• EXERCISE DIRECTIONS: As the answer, give every line of the records that includes the word "pole".

• DATASET EXTRACT:

·····

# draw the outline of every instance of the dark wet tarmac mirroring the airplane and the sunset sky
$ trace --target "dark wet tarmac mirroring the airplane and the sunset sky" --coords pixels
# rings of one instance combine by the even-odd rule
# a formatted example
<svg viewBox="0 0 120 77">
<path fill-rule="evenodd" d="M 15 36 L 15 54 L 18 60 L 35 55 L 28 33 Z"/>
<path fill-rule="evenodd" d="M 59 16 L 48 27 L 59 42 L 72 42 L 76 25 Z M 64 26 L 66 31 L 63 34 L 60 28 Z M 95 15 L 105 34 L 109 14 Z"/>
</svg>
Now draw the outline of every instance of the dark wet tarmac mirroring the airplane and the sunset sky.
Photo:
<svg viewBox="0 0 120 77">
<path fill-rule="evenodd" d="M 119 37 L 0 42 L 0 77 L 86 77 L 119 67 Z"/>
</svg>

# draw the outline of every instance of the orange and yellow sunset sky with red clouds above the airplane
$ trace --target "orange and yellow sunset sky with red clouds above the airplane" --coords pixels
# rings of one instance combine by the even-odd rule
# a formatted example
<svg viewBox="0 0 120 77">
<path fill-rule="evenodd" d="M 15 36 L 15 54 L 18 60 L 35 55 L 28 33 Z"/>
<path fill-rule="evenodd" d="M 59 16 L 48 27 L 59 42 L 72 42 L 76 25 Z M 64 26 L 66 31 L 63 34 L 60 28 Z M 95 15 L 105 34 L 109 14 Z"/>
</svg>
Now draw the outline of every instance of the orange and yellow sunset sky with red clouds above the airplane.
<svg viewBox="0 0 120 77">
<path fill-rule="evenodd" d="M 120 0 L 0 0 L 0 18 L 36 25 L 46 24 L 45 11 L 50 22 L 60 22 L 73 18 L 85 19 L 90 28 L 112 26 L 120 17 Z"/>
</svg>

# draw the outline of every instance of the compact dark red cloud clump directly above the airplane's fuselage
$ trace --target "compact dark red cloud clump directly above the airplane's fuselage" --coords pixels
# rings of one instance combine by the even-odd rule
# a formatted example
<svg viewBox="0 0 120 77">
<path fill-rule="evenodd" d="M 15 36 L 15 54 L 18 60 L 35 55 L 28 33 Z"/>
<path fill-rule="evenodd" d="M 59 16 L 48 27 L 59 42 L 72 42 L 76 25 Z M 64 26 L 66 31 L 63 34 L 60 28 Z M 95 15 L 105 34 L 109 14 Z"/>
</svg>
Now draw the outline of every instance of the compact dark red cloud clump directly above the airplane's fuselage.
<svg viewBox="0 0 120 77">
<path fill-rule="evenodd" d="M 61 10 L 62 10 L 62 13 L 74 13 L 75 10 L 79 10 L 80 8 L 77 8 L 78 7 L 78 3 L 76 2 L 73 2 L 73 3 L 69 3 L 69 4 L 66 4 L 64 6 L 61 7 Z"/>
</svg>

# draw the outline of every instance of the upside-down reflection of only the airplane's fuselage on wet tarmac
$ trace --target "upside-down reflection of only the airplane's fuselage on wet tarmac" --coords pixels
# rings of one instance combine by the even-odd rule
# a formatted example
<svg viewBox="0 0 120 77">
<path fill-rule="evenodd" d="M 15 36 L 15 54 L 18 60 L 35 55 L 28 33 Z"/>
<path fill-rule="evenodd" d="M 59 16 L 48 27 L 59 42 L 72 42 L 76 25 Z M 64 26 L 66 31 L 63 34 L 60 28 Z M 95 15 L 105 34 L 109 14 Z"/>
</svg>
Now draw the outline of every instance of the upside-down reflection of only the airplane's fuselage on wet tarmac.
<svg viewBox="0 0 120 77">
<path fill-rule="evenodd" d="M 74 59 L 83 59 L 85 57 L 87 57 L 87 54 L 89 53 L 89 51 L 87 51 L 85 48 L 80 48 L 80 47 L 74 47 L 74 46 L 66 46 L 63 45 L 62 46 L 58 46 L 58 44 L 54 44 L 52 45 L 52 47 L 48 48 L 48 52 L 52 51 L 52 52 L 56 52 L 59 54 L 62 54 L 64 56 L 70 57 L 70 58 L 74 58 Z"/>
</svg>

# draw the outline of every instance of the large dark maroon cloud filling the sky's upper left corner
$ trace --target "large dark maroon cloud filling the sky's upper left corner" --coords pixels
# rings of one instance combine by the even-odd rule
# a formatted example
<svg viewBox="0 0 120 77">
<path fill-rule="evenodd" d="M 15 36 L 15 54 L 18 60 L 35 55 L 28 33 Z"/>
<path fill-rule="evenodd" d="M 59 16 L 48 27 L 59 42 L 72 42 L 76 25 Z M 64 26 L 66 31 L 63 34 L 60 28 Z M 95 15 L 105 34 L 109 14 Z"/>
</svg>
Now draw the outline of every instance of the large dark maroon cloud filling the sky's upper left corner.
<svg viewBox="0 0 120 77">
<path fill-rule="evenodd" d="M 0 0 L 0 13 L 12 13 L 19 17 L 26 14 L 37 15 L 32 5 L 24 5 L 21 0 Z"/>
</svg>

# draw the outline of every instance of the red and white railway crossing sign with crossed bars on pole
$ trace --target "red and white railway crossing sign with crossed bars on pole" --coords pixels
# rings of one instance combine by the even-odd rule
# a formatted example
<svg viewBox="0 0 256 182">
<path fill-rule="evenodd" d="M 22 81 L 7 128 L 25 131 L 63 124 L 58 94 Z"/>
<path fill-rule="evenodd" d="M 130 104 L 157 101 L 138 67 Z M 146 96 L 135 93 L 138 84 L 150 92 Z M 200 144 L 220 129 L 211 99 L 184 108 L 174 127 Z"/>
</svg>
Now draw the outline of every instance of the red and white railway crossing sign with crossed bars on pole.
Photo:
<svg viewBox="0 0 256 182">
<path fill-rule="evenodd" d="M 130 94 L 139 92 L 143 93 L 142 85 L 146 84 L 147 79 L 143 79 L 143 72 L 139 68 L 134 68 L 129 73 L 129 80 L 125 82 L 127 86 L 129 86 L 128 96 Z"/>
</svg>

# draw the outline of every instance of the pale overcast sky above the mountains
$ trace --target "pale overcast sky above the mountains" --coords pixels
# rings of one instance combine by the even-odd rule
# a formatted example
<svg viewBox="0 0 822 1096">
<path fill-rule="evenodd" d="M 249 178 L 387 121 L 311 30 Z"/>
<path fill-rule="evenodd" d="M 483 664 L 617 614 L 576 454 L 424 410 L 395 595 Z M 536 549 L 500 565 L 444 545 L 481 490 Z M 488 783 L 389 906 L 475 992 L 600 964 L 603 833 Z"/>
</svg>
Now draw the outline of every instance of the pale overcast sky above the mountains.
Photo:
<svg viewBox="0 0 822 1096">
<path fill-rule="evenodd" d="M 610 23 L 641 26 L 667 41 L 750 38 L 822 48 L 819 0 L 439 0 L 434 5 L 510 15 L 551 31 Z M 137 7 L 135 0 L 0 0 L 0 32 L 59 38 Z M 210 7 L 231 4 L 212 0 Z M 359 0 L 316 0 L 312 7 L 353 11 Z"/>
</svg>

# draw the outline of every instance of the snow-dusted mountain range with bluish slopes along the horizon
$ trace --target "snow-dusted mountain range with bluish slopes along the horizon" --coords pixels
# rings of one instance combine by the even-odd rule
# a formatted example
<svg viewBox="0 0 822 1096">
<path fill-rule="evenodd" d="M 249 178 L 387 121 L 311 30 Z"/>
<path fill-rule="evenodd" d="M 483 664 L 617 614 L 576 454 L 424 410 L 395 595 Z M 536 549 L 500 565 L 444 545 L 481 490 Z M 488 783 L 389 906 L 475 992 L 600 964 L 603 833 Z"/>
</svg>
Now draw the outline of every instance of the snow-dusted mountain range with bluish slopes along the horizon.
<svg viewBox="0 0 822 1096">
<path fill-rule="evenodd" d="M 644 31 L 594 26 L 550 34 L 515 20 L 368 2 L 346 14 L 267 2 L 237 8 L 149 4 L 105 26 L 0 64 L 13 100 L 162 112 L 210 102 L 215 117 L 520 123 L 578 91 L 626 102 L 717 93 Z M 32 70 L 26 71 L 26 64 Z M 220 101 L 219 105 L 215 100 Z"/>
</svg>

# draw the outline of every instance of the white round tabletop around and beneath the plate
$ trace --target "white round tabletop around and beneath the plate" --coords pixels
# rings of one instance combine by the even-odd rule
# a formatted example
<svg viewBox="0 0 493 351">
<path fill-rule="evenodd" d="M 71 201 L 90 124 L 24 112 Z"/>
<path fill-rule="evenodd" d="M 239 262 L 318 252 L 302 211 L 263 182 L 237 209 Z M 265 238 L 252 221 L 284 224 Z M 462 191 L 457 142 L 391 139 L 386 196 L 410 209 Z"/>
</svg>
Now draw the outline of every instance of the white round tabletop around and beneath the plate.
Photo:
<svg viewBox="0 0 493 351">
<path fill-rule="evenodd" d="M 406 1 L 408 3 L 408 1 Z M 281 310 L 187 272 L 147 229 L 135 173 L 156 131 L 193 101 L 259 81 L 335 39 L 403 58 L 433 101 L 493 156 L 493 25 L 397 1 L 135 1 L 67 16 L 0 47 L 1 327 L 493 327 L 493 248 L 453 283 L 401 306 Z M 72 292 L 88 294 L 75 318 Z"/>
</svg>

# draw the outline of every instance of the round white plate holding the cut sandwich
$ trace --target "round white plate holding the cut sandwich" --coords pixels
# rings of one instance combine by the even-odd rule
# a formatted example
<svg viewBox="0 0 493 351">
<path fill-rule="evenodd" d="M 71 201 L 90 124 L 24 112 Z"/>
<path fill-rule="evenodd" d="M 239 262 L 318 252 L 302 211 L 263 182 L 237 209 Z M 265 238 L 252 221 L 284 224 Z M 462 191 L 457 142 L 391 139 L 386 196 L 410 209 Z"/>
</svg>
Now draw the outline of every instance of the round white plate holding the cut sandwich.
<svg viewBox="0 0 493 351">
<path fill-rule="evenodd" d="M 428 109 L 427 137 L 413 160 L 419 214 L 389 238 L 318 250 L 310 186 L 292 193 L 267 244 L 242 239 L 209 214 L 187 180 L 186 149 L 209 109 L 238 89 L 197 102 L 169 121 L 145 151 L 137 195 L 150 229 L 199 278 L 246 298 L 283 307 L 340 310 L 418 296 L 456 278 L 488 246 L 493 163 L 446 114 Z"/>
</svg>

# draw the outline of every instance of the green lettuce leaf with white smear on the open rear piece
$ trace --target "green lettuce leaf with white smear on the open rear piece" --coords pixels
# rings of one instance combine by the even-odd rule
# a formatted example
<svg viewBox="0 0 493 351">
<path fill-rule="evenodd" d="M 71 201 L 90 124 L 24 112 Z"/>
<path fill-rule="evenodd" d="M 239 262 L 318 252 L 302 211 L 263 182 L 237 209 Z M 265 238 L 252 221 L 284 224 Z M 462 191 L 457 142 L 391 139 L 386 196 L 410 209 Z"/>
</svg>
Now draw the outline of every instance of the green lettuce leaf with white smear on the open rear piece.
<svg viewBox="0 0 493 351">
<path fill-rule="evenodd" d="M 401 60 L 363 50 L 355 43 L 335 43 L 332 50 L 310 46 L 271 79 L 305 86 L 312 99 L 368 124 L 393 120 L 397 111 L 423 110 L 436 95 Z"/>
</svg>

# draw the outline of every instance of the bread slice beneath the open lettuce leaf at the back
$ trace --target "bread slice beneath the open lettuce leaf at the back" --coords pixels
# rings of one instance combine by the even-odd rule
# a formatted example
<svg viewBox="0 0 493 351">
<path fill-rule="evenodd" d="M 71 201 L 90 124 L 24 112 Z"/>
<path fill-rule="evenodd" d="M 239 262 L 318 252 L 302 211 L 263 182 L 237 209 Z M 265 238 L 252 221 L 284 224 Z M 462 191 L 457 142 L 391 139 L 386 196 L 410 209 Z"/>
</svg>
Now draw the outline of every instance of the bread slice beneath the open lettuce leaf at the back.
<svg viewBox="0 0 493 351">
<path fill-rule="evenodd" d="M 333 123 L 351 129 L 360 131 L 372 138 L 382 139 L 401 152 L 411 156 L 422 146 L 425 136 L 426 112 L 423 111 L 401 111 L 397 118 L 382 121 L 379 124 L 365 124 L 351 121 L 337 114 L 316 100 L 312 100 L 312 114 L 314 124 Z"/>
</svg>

·····

• WRITTEN ANSWER:
# draw the outline of every instance of the red and white railway crossing sign with crossed bars on pole
$ trace --target "red and white railway crossing sign with crossed bars on pole" --coords pixels
Now draw the outline of every instance of the red and white railway crossing sign with crossed bars on pole.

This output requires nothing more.